What is being asked -> Set down every record below exactly as written, but leave out the pictures.
'''
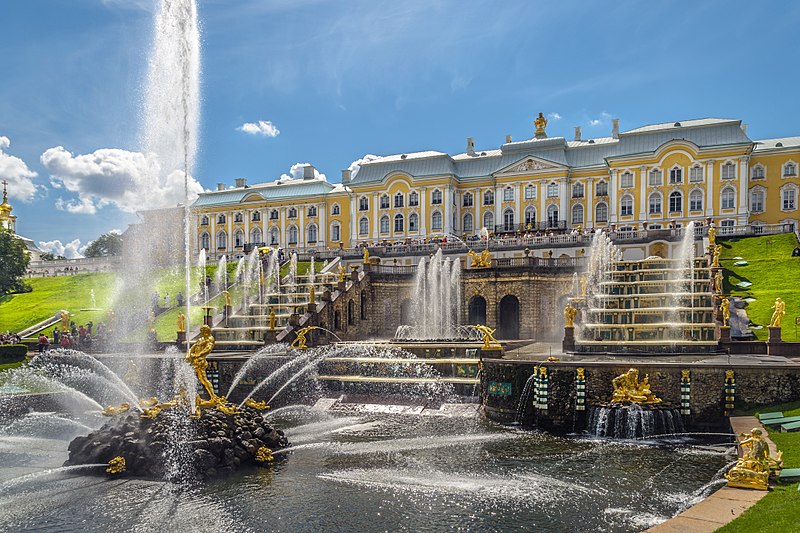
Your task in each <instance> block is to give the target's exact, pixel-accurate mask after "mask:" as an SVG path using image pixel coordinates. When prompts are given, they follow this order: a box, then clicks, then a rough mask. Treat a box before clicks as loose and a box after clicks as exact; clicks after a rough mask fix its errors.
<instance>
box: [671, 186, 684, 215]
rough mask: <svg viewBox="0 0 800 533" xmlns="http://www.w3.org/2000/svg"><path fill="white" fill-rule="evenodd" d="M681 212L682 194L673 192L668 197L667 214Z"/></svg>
mask: <svg viewBox="0 0 800 533" xmlns="http://www.w3.org/2000/svg"><path fill="white" fill-rule="evenodd" d="M679 211H683V194H681V193H680V192H679V191H673V192H671V193H670V195H669V212H670V213H677V212H679Z"/></svg>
'''
Task output ->
Your task in each <instance> block is to give the target's exact, pixel-accurate mask after "mask:" as an SVG path using image pixel coordinates. When prompts are given, they follow this order: a box, then clicks, then a rough mask. Treat a box before clicks as loose and a box after clicks as exact; clicks after a rough mask fix its errors.
<instance>
box: [671, 186, 684, 215]
rough mask: <svg viewBox="0 0 800 533" xmlns="http://www.w3.org/2000/svg"><path fill="white" fill-rule="evenodd" d="M681 212L682 194L673 192L668 197L667 214Z"/></svg>
mask: <svg viewBox="0 0 800 533" xmlns="http://www.w3.org/2000/svg"><path fill="white" fill-rule="evenodd" d="M679 211H683V194H681V193H680V192H679V191H673V192H671V193H670V195H669V212H670V213H677V212H679Z"/></svg>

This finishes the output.